___ Extract to read ___

A lot can be learned from the easily searched trademark registrations existing on the United States Patent and Trademark Office’s online database. For example, Examining Attorneys at the USPTO will refuse registration based on prior confusingly similar registered marks, so responsible trademark owners will conduct the necessary searching and due diligence prior to adoption and first use. In addition, because searching the USPTO’s database can yield readily available evidence on a number of substantive issues important to trademark types and brand owners, third-party trademark registrations are a very tempting tool to use to try to prove a point.
As frustrating as it can be to trademark types and the brand owners they represent, third-party registrations cannot be used as legal precedent to try and compel a certain result. Such attempts easily are rebuffed at the USPTO since each application must be decided on its own merits and one Examining Attorney is not bound by the "mistakes" that may have been made by other Examining Attorneys at the USPTO. As a result, although consistency is a goal at the USPTO, it can be rather elusive at times. Having said that, third-party trademark registration evidence can have evidentiary value, if used properly, and the valid and acceptable use of third-party registration evidence has grown over time.
Third-party registrations have been considered relevant and probative in establishing a number of different and important trademark issues, including at least:
- The likely meaning of a mark to consumers. Tektronix, Inc. v. Daktronics, Inc., 534 F.2d 915 (CCPA 1976).
- That goods or services are of a type that consumers may believe emanate from a single source. In re Albert Trostel & Sons Co., 29 USPQ2d 1783, 1785 (TTAB 1993).
- The likely meaning of a mark to consumers, i.e., whether it is merely descriptive or suggestive. Plus Products v. Star-Kist Foods, Inc., 220 USPQ 541 (TTAB 1983).
- That a mark is relatively weak and that consumers will rely on other matter to distinguish between marks. Palm Bay Imports, Inc. v. Veuve Clicquot Ponsardin Maison Fondee En 1772, 396 F.3d 1369 (CAFC 2005).
- The existence of a relevant industry practice. Stuart Spector Designs, Ltd. et al. v. Fender Musical Instrument Corporation, 2009 WL 804142 (TTAB March 25, 2009) (finding the third-party registrations for guitar body designs supported the applicant’s position that the USPTO recognizes guitar body designs as capable of indicating source and the industry’s practice of registering guitar body designs); In re The Black & Decker Corp., 81 USPQ2d 1841 (TTAB 2006) (finding industry practice to use key head design as source indicator).
A couple of days ago I posted about a trademark specimen case, one where I was hoping the TTAB would expand the valid use of third-party registration evidence, but unfortunately, the TTAB did not acknowledge or address the third-party trademark registration evidence that was submitted (along with the specimens of use supporting those standard character word-only trademark registrations). Perhaps someone else can benefit from these thoughts in arguing for additional expanded use of third-party registrations in their trademark registration cases.

___ Supplied information ___

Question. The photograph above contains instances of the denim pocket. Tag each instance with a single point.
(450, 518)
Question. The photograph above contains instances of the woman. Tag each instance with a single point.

___

- [Exercise requirements]
**1)** Answer these from the text on third-party trademark registrations:
(a) On what basis will Examining Attorneys at the USPTO refuse registration?
(b) Which case is cited for third-party registrations for guitar body designs?
(c) What did the TTAB not acknowledge or address in the trademark specimen case?
**2)** Retype the passage of the text on third-party trademark registrations from "Third-party registrations have" to "915 (CCPA 1976).".

- [Per-task outputs]
**1)**
(a) Prior confusingly similar registered marks.
(b) Stuart Spector Designs, Ltd. et al. v. Fender Musical Instrument Corporation, 2009 WL 804142 (TTAB March 25, 2009).
(c) The third-party trademark registration evidence that was submitted, along with the specimens of use supporting those standard character word-only trademark registrations.

**2)**
Third-party registrations have been considered relevant and probative in establishing a number of different and important trademark issues, including at least:
- The likely meaning of a mark to consumers. Tektronix, Inc. v. Daktronics, Inc., 534 F.2d 915 (CCPA 1976).